→ TASK TO CARRY OUT
Would you repeat the entries below word for word and omit the pictures?
::::::::
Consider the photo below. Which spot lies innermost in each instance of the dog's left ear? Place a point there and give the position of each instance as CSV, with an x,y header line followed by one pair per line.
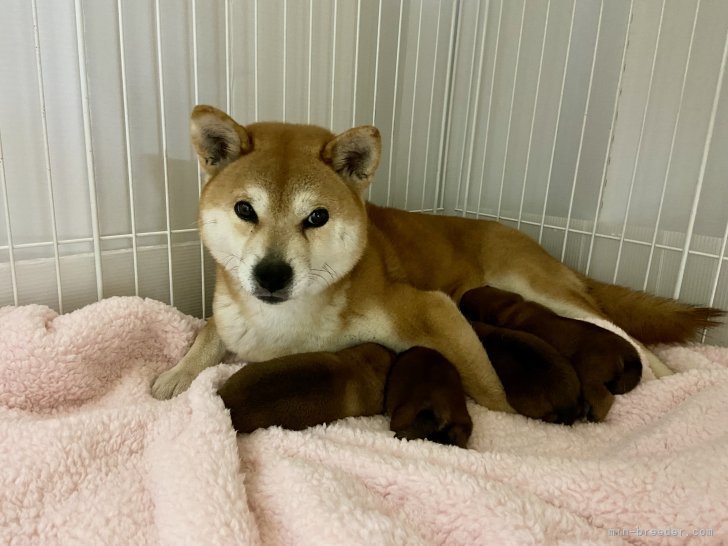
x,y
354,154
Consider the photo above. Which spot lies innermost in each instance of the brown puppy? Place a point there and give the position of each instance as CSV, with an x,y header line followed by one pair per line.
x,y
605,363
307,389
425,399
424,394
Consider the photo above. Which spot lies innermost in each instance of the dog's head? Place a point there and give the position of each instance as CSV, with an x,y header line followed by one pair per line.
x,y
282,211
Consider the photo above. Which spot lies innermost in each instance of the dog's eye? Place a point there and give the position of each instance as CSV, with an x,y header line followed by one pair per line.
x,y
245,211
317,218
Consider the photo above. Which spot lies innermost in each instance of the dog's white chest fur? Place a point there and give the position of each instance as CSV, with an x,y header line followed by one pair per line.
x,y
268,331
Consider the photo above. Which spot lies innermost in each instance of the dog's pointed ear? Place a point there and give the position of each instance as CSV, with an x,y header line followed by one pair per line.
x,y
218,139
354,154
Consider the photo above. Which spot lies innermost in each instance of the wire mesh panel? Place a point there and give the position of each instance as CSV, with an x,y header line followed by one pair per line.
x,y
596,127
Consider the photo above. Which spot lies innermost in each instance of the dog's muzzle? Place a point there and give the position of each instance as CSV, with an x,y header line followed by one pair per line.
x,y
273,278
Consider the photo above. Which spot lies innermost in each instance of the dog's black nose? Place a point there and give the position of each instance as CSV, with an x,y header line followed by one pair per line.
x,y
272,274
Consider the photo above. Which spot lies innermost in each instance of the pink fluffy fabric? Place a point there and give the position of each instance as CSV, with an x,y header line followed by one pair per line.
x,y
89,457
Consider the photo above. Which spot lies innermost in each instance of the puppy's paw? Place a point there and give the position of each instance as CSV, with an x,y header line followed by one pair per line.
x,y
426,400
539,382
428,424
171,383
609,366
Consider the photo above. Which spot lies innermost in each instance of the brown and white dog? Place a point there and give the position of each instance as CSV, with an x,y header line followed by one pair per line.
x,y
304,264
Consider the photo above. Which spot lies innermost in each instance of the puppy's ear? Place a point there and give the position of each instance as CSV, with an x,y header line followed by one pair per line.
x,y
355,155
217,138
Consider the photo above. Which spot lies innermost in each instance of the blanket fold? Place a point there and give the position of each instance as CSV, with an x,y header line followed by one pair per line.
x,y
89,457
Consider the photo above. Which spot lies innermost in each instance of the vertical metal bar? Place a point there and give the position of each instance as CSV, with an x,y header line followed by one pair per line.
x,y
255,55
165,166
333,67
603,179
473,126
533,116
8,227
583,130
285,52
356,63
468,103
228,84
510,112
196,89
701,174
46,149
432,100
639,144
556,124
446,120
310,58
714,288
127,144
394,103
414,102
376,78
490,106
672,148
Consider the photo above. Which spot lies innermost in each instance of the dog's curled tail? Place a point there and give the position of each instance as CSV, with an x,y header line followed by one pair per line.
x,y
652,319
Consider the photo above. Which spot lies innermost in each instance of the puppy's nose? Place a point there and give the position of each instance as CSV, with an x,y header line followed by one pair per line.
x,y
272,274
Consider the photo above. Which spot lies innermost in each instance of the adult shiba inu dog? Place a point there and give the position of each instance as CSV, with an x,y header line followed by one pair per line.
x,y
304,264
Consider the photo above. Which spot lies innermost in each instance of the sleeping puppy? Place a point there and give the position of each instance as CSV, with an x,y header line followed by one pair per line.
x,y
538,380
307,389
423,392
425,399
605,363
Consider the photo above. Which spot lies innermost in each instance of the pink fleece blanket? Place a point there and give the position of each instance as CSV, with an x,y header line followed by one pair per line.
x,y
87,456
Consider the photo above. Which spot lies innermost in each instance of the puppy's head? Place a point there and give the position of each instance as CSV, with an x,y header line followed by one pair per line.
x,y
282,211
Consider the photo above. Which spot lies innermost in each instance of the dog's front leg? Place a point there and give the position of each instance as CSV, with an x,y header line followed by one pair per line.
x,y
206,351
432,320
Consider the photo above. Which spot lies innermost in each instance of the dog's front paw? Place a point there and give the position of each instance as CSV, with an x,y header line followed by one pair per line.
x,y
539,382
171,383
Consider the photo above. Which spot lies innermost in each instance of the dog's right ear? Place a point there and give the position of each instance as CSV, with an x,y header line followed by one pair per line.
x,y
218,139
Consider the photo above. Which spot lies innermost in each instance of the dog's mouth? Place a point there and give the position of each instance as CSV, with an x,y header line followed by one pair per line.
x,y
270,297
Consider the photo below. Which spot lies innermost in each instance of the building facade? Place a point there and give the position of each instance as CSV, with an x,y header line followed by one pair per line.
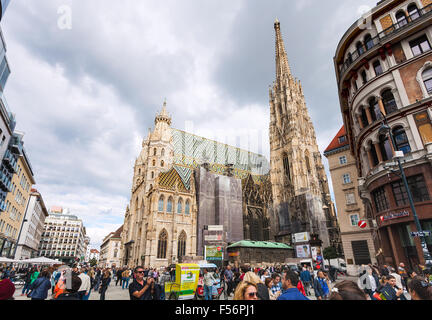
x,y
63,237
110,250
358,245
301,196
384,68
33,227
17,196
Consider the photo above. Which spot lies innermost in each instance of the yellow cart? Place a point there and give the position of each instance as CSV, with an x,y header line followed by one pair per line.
::::::::
→ REPLY TO THE TASK
Consider the photo below. Which spot lies innermost in each instance of the dog's left ear? Place a point there and give the position of each instance as CSV, with an x,y header line followed by one pair per line.
x,y
354,154
Consider the photo above. Which spot lies innermost in each instance of the brown puppy? Place a point there and give the position of each instance as CSV, with an x,y header line followed by one pair per line.
x,y
605,363
307,389
425,399
424,394
Consider the photo above. Which spot lies innermost in each instance of the dog's head? Place a point there and give the position of each instance as CSV, with an x,y header line followed by one pair per line.
x,y
282,211
Consider the photo above. Which spot lies innermost in each instance of the dog's eye? Place a point there and give the position of each instance as CSV, with an x,y header line followed by one pair per line.
x,y
245,211
317,218
Consider the photo above. Which spot lies innermost in each instance of the dog's white chest fur? Place a point there and give the position of each instance as CSV, with an x,y header line followed by one pair per line.
x,y
268,331
Consider the photo above. Which spot lies innermost in each instance of the dog's pointed ear? Place a point there and give the position of each instance as CSV, with an x,y header line followed by one pair per line.
x,y
218,139
354,154
Consider the photo above. Which spot lies innermost in each instance of the wire mesh panel? Place a point there and give the position of each instance as CSV, with an x,y header line followed by one pair per line.
x,y
596,127
Consider the photo above. Which spot lies innermost in each instance of the dog's muzzle? Place a point there and give the position of each instance as CSV, with an x,y header line followed by one pair per line.
x,y
273,278
Consider the photo above. Which spot lies innermost in each instance of the dog's black nose? Place a point there and give the position of each instance as CSV, with an x,y header line followed by one pair per line.
x,y
272,274
Consider the photo above. Which spot lies innermost in each instance of the pink fluffy fabric? Place a point there and give the position of each instance as CSV, with an x,y header line followed by one pair per line.
x,y
89,457
Consider the photo above. Which spot lies innermost in each instance of the puppy's paw? Place a point there and give the position of each instance as CSV, with an x,y header line followed by one pair per line.
x,y
426,400
539,382
428,424
171,383
609,366
Consider the photo above. Which spot lies innermost in each instance of the brown and white dog? Place a point there and give the position of each instance as CSV, with an x,y header line followed by one pair per line.
x,y
304,264
Consider the photo above. Which spot lies innermost in each instance of the puppy's ear? Place a point there and give the position of each instance as CSV, with an x,y header line followed by one pair per line.
x,y
355,155
217,138
Consider the photo above. Which spot lies innermost in each instance of the blanket fold? Place a point there and give the position of each instance as CSV, with an x,y header line followed by one pair per line.
x,y
89,457
Consider the photo above. Which spot lies innermost in each instance of the vertical metal bar? Place a point there and give the position of each instance as CSV, with an x,y header line followed by one pair per line.
x,y
255,55
165,166
333,67
603,179
473,126
533,116
8,227
583,130
285,52
356,63
468,103
228,84
510,112
196,89
701,174
46,149
432,100
639,144
556,124
446,120
310,58
714,288
127,144
394,103
414,102
376,78
490,106
672,148
Consider the photo above. Which spot lies innermost in each instance of the dog's curled tail? Place a point there and give the position of each instance as CSV, with an x,y header line followed by one pair per line.
x,y
652,319
Consider the photo above. Which spot lies innermost in each instance of the puppy's nose? Place a point there and give the position of each instance as CSV, with an x,y header line followed by one pair per line.
x,y
272,274
Consider the photo above. Which spot lies innermost in each instance of the adult shiba inu dog? Place a point there and give the position of each instance as CSV, with an x,y header line followed by one pair per line.
x,y
304,264
Consider the photo above. Which spot lies innermost in each instance of the sleeping puppy? Place a point there and give the position of each instance as CSV, with an x,y header line followed by one pair per line.
x,y
538,380
307,389
423,392
425,399
605,363
Consider the photo above. Which spot lies innermost in each instance of the pink fleece blanket? Place a point there and give the position of each instance as CSV, with an x,y header line followed by one pair per line.
x,y
87,456
Consider the photo above. Which spot lies innermost in each instance of the puppy's head? Place a point there and give the position of each instance as CSV, with an x,y header line followed by one pair per line.
x,y
282,211
Consider the photo above. Which spot lies innermost in each instance of the dog's front leg? Place a point there and give the position of each instance as CSV, with an x,y header line followed by one pair per line.
x,y
206,351
432,320
Consider the photo above. Which spot lies innermost in each instance of the dog's front paw? Place a point there and give the position of each instance as CSV, with an x,y header line followed by one pair per line.
x,y
539,382
171,383
Consider the photo above. Which spot lies innermost in each instance of the dog's right ear? Place a point there and give the position of each instance as CSV, with an x,y header line followed by one pair per line.
x,y
218,139
Consider the photo above. Which spot lies innermost in each instance of the dog's mouth? Place a point there and give the position of each instance as CSV, with an x,y header line followed by one pair per line.
x,y
270,297
Consider the photo below. Which spot lies innermost in each instance of the building facade? Place a point there and give the position of each instance as CSV, with an x,y header line followed by one pair per line.
x,y
63,237
110,250
358,245
301,196
384,68
33,227
17,196
Consider the photo above. Which spot lies innermost in each instance of the yellow cart? Place a point there and give the position of each instance as CSV, with an x,y header line followed by one pair per line.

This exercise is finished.